**Records**
++++++++++

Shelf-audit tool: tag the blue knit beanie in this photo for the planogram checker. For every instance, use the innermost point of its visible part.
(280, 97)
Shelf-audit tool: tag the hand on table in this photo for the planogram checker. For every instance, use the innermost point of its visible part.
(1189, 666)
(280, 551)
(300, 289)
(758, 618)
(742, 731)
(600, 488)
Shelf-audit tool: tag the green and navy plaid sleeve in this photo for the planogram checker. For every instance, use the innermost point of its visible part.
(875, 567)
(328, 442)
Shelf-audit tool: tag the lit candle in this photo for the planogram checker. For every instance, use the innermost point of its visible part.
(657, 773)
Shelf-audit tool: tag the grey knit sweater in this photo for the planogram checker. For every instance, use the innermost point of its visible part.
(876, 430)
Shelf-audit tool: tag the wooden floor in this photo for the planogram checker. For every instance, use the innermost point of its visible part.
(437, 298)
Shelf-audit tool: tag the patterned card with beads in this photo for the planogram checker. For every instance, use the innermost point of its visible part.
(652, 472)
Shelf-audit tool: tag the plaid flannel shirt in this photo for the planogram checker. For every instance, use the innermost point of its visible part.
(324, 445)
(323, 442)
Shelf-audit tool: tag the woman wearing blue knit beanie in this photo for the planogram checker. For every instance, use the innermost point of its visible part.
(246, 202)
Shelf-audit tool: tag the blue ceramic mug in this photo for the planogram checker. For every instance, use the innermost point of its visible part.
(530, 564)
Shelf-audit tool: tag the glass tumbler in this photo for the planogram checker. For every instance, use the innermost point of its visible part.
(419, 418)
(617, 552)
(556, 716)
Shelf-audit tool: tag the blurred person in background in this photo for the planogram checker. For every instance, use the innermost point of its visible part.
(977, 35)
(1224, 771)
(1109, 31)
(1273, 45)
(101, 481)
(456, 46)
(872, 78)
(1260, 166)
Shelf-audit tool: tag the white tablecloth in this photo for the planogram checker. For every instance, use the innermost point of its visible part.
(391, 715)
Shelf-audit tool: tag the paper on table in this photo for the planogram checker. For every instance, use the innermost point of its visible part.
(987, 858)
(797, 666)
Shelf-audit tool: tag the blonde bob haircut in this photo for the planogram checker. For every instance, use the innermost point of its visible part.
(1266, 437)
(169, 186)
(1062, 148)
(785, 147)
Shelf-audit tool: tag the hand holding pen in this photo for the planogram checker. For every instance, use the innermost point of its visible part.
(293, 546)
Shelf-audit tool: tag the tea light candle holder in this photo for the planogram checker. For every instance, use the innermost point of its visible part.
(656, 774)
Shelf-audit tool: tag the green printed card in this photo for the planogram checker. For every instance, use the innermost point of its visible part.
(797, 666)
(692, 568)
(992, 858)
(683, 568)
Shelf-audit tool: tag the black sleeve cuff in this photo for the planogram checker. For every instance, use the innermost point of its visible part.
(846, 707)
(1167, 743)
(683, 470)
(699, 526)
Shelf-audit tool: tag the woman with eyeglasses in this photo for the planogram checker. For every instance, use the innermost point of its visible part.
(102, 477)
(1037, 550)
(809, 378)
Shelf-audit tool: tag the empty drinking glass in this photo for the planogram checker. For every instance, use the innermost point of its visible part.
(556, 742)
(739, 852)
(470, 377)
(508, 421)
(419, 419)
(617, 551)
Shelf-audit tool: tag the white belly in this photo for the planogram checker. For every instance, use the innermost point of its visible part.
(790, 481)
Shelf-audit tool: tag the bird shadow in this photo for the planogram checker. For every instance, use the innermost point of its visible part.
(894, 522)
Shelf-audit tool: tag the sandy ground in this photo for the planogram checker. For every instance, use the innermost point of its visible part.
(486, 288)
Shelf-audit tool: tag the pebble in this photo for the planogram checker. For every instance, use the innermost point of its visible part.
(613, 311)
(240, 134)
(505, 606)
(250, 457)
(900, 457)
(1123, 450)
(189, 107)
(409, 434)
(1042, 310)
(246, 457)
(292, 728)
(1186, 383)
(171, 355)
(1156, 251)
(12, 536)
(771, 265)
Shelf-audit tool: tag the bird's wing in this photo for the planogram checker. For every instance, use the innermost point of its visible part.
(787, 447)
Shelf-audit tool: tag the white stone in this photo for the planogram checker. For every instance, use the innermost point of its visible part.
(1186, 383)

++++++++++

**Exercise task**
Express the lines above as a JSON list of strings, one string per line, leaving out any blank lines.

**Task answer**
[
  "Shelf-audit tool: tag the blue knit beanie in this photo for the planogram checker. For every instance, use the innermost point of its visible part.",
  "(280, 97)",
  "Shelf-audit tool: tag the hand on table in this photo for the planogram checker. For every instance, use the innermost point of its visible part.",
  "(1189, 666)",
  "(280, 551)",
  "(300, 289)",
  "(758, 618)",
  "(742, 731)",
  "(600, 488)",
  "Shelf-audit tool: tag the green and navy plaid sleeve in this photo for the planogram checker. For every instance, use the innermost point of its visible part.",
  "(875, 567)",
  "(328, 442)",
  "Shelf-audit tool: tag the lit candle in this photo for the planogram checker. For every instance, use the innermost point of its visible part.",
  "(657, 773)",
  "Shelf-audit tool: tag the grey knit sweater in this photo for the planogram checker. For every instance, use the innermost point of its visible part.",
  "(876, 430)",
  "Shelf-audit tool: tag the wooden floor in this photo for the planogram checker. For every instance, use the innermost point of its visible part.",
  "(437, 298)",
  "Shelf-audit tool: tag the patterned card with beads in this photo for the planogram checker. For every instance, use the innermost point of its visible part.",
  "(652, 472)",
  "Shelf-audit tool: tag the plaid flannel shirt in this photo for the planogram checker. For every instance, use the innermost point of its visible part.",
  "(324, 445)",
  "(323, 442)",
  "Shelf-audit tool: tag the woman wearing blue knit beanie in this photo for the planogram checker. For every instance, use the innermost point of its visible part.",
  "(246, 202)",
  "Shelf-audit tool: tag the blue ceramic mug in this photo for the planogram checker. For every instance, use the innermost point of its visible part.",
  "(530, 564)",
  "Shelf-audit tool: tag the glass tumbler in this photo for the planogram checker. For every instance, use the innermost point of its visible part.",
  "(419, 418)",
  "(617, 552)",
  "(556, 716)",
  "Shelf-audit tool: tag the blurred person in background in this photo for the planogram checker. For every instance, use the innermost point of its visible part.",
  "(977, 35)",
  "(1224, 771)",
  "(1109, 31)",
  "(1273, 45)",
  "(101, 481)",
  "(456, 46)",
  "(872, 78)",
  "(1260, 166)",
  "Shelf-audit tool: tag the white tablecloth in this photo for the planogram checker. For every instance, use the innermost point of its visible part.",
  "(391, 715)",
  "Shelf-audit tool: tag the paper on table in this photo for the planogram checker. For every instance, use the innermost point of its visible part.",
  "(987, 858)",
  "(797, 666)",
  "Shelf-audit tool: tag the blonde bob haircut in this photo for the planogram checker. For every instance, use the innermost point of its visible part.",
  "(1266, 437)",
  "(169, 186)",
  "(1062, 148)",
  "(785, 147)",
  "Shelf-audit tool: tag the hand holding pen in this photo for the planogram checker. For every instance, use the innermost point of its visible part.",
  "(293, 546)",
  "Shelf-audit tool: tag the tea light candle holder in this photo for the planogram checker. For every instance, use the innermost point of its visible part.",
  "(656, 774)",
  "Shelf-audit tool: tag the green printed card in this photo for the planogram checker. For every instance, use the innermost point of its visible part.",
  "(797, 666)",
  "(692, 568)",
  "(992, 858)",
  "(683, 568)",
  "Shelf-audit tool: tag the black sleeve cuff in this photo for the planogram checker. For every instance, use the innermost point of its visible part.",
  "(846, 707)",
  "(1167, 743)",
  "(683, 470)",
  "(699, 526)",
  "Shelf-audit tool: tag the woman with eyeglasses in this photo for the planogram checker. For every instance, use the innermost point of its visible part.",
  "(102, 477)",
  "(1037, 550)",
  "(809, 378)",
  "Shelf-audit tool: tag the empty drinking glass in this photo for the planogram checker. For every instance, use the innermost point of its visible part.",
  "(556, 742)",
  "(739, 852)",
  "(470, 377)",
  "(508, 421)",
  "(419, 419)",
  "(617, 551)",
  "Shelf-audit tool: tag the white belly in this photo for the planogram checker. For every instance, use the innermost point of its visible part.",
  "(790, 481)",
  "Shelf-audit tool: tag the bird shadow in this photo for the planogram checker. For every instance, use the innermost point of its visible part.",
  "(894, 522)",
  "Shelf-audit tool: tag the sandy ground in this photo for the planogram checker. For every instance, use the innermost point of its visible part.",
  "(486, 288)",
  "Shelf-audit tool: tag the pebble in this photo for the planogram checker. For every instance, use the innermost point of its visible part.",
  "(613, 311)",
  "(240, 134)",
  "(505, 606)",
  "(250, 457)",
  "(900, 457)",
  "(1123, 450)",
  "(189, 107)",
  "(409, 434)",
  "(1042, 310)",
  "(246, 457)",
  "(292, 728)",
  "(1186, 383)",
  "(171, 355)",
  "(1156, 251)",
  "(12, 536)",
  "(771, 265)",
  "Shelf-audit tool: tag the bird's wing in this photo for the planogram checker. For every instance, use the innermost point of its visible part.",
  "(787, 447)",
  "Shelf-audit tool: tag the white stone in this photo for the planogram checker. For every instance, use the innermost point of its visible part.",
  "(1186, 383)"
]